#### [Requirement]
Please report, as a single number, how many lines in the entries include the string "instance".

#### [Stored data]
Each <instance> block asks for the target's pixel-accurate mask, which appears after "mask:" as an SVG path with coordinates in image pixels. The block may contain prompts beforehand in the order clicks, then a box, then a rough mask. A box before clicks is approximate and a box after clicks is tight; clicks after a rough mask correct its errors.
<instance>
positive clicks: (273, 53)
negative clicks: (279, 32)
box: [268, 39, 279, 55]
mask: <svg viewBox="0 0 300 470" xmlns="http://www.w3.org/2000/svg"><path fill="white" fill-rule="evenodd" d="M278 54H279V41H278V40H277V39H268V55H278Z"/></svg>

#### [Worked solution]
2